• _Aim of the task_:
Read through the listing, and wherever a line holds the word "window", return it.

Supplied material section start

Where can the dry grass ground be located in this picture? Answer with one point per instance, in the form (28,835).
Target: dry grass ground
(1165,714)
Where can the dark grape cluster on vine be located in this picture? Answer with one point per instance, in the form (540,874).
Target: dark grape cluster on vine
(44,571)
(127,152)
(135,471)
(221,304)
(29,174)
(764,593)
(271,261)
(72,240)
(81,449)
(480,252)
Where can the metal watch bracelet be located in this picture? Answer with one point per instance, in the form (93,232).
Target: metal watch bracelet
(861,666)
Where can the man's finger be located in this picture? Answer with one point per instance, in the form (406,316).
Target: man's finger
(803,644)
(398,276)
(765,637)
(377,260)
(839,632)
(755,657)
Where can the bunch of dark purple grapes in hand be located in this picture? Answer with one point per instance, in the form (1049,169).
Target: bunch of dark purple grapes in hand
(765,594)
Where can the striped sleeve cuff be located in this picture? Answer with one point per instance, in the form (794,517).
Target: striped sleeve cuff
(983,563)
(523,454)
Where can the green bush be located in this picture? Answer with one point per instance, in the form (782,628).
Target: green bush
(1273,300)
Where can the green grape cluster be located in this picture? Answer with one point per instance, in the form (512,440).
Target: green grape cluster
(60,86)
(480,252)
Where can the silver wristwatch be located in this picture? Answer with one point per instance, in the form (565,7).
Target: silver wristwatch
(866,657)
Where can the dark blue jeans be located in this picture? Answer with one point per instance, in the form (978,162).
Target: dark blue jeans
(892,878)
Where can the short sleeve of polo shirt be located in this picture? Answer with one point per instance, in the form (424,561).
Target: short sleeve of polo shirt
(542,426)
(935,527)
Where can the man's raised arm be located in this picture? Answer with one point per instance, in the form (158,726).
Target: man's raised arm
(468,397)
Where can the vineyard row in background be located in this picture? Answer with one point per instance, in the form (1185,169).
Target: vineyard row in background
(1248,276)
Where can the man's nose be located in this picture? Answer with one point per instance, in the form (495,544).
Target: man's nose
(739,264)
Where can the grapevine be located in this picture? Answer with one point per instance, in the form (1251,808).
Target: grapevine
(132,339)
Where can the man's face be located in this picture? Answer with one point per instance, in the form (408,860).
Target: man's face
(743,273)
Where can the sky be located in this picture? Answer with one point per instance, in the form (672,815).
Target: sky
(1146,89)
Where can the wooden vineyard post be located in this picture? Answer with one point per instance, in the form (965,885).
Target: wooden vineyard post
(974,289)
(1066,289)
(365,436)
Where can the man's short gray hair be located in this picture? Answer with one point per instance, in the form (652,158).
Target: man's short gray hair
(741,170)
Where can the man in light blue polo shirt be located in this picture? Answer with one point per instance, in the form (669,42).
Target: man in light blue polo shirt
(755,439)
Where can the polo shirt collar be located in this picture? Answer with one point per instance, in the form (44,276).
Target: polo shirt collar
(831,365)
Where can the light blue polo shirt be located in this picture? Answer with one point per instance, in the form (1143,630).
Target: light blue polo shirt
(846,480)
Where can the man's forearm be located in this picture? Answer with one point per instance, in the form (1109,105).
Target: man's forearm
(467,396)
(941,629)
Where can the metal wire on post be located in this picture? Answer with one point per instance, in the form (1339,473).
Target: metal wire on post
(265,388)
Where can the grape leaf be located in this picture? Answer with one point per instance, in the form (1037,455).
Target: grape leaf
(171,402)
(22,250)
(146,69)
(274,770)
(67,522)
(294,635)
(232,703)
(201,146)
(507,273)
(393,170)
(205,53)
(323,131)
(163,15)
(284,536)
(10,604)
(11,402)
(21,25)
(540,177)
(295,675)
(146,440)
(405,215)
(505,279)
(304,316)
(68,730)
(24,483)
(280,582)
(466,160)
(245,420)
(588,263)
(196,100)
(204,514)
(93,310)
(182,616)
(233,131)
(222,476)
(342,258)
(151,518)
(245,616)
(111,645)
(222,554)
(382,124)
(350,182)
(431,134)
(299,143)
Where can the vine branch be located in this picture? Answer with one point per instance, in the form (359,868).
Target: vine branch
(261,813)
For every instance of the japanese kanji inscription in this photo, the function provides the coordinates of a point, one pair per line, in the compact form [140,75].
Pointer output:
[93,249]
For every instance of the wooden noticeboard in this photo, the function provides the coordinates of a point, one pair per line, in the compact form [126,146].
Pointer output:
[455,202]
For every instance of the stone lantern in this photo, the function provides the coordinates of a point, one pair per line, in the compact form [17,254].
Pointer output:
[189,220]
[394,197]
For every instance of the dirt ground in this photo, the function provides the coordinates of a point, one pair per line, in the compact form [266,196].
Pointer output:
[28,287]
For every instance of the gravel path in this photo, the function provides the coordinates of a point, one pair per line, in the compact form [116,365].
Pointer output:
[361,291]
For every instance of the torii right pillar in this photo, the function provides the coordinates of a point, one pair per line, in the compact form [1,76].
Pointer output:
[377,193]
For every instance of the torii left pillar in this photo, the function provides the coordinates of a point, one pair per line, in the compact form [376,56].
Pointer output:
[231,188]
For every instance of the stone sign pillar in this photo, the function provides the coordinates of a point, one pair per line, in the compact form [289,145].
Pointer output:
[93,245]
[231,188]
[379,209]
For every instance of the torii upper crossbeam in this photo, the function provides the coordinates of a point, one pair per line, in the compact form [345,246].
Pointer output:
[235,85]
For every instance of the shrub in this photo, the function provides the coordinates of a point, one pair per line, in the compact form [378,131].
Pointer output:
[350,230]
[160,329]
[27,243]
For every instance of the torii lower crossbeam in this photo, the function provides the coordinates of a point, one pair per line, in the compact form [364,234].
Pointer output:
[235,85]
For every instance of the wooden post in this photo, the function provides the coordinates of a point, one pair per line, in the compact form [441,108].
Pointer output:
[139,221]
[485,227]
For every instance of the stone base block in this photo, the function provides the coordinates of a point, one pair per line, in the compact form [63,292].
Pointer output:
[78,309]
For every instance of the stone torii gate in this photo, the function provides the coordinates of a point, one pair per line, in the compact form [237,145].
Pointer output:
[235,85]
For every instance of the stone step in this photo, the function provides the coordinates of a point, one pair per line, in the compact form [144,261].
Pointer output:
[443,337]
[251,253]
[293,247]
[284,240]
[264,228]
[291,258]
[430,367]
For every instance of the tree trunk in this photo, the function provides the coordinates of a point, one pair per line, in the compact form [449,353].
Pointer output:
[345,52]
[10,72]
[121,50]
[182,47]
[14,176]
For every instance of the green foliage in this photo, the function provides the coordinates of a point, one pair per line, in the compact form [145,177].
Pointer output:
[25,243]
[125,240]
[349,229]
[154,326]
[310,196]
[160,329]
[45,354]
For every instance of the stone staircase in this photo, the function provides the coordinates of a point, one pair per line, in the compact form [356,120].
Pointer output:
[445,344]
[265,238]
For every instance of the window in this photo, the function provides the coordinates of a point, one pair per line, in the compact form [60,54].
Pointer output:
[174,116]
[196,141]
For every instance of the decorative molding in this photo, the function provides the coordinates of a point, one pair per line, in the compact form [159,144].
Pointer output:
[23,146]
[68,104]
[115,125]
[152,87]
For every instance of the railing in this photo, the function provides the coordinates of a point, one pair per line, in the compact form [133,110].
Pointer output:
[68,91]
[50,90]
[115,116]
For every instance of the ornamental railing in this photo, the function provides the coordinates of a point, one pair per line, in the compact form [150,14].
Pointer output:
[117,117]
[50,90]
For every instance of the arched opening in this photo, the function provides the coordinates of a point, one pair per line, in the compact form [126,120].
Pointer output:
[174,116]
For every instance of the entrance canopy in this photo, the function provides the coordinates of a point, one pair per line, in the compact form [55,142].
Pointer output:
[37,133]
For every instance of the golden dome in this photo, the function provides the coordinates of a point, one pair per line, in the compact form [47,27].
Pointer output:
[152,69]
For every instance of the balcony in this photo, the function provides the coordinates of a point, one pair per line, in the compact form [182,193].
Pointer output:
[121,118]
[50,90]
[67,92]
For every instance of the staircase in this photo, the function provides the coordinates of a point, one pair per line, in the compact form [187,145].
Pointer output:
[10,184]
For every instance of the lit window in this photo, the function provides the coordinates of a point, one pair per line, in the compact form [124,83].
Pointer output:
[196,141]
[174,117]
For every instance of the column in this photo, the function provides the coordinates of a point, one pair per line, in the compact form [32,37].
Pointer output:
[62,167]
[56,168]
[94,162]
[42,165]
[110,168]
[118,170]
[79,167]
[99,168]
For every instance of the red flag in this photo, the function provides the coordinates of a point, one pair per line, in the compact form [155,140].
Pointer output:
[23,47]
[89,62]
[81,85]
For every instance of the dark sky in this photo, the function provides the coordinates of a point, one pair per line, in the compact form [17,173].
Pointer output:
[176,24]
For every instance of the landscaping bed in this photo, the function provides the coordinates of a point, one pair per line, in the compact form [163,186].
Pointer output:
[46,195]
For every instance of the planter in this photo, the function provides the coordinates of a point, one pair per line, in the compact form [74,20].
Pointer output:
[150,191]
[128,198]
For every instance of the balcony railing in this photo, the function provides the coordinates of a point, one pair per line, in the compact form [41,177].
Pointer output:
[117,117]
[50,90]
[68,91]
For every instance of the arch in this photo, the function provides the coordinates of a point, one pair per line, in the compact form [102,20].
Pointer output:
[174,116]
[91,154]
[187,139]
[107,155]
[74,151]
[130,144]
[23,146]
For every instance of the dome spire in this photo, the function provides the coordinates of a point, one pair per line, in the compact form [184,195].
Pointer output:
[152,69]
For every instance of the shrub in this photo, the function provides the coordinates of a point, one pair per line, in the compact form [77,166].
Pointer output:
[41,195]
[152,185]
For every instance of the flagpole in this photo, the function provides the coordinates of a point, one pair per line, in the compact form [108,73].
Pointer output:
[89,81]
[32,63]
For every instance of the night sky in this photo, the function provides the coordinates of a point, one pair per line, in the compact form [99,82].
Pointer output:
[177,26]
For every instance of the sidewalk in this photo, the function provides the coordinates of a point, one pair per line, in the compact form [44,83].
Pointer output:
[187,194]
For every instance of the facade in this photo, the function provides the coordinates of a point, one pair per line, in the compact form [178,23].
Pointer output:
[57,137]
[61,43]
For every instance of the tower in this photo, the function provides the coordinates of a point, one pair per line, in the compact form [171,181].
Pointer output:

Supplied material section end

• _Expected answer_:
For every instance of the window in this photo, the function provides the coordinates of a point, one pair per line, in the compact form [60,54].
For every instance of the lit window in this photo, the function provides the coordinates of a point, one pair per line, in the compact form [124,83].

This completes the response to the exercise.